____ INPUT
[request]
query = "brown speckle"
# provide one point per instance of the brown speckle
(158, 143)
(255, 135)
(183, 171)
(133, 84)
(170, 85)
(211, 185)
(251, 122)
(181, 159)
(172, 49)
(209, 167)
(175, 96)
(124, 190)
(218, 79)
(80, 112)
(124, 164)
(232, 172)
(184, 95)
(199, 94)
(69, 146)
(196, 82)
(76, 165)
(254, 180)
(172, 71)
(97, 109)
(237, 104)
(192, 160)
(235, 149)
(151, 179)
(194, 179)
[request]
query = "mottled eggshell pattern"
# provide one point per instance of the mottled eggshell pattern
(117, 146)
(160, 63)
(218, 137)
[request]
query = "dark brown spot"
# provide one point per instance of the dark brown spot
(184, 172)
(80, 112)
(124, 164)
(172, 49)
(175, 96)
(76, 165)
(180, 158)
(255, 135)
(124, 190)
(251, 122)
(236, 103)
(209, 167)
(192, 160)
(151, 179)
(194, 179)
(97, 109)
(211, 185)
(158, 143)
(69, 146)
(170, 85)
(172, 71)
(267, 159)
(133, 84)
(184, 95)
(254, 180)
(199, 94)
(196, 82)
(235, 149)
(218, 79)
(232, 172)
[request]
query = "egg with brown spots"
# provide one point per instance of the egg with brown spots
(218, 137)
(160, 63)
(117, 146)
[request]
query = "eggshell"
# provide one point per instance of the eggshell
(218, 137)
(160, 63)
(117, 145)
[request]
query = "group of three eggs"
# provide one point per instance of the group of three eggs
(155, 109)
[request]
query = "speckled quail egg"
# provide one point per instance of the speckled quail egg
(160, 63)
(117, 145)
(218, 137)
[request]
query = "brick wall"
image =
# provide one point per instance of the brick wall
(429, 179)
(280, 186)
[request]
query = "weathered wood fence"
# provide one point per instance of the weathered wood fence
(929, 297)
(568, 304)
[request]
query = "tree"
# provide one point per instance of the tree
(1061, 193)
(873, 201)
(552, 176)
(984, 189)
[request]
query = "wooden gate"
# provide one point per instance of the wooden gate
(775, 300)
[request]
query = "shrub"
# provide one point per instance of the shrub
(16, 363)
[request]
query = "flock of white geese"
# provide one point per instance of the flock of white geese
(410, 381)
________
• _WHAT TO DO_
All of the material above is to be retyped word for word.

• _RESULT_
[request]
query = "brown speckle"
# provide one point per instance of the brown speckle
(158, 143)
(255, 135)
(183, 171)
(133, 84)
(170, 85)
(211, 185)
(251, 122)
(181, 159)
(172, 49)
(209, 167)
(175, 96)
(124, 190)
(218, 79)
(80, 112)
(124, 164)
(232, 172)
(184, 95)
(199, 94)
(69, 146)
(196, 82)
(76, 165)
(254, 180)
(172, 71)
(97, 109)
(237, 104)
(192, 160)
(235, 149)
(151, 179)
(194, 179)
[request]
query = "mottled eggshell pattern"
# provide one point per instance of the mottled eggshell pattern
(117, 146)
(160, 63)
(218, 137)
[request]
query = "dark brown spot"
# provide one point per instance of the dark brown spot
(184, 172)
(80, 112)
(124, 164)
(172, 49)
(175, 96)
(76, 165)
(180, 158)
(255, 135)
(124, 190)
(251, 122)
(236, 103)
(209, 167)
(192, 160)
(151, 179)
(194, 179)
(97, 109)
(211, 185)
(158, 143)
(69, 146)
(170, 85)
(172, 71)
(267, 159)
(133, 84)
(184, 95)
(254, 180)
(199, 94)
(196, 82)
(235, 149)
(218, 79)
(232, 172)
[request]
query = "egg with brown spots"
# provide one point per instance of the egg with brown spots
(218, 137)
(160, 63)
(117, 146)
[request]
query = "eggshell"
# provide one point per instance of the eggshell
(218, 137)
(160, 63)
(117, 145)
[request]
query = "group of three eggs"
# provide one point per instance of the group of three eggs
(155, 109)
[request]
query = "speckled quail egg"
# provide one point per instance of the speckled quail egg
(160, 63)
(117, 145)
(218, 137)
[request]
query = "brick wall"
image =
# provide one point per instance of the brick wall
(429, 179)
(280, 186)
[request]
query = "weathered wood fence"
# provide one point per instance of the weathered wood fence
(929, 297)
(568, 304)
[request]
query = "tree"
# provide one point per instance of the tree
(1061, 193)
(873, 201)
(552, 176)
(984, 189)
[request]
query = "wooden gate"
# provide one point per instance of the wooden gate
(775, 300)
[request]
query = "shrub"
# provide one point per instance of the shrub
(16, 363)
[request]
query = "flock of white geese"
# provide one point per instance of the flock of white geese
(410, 381)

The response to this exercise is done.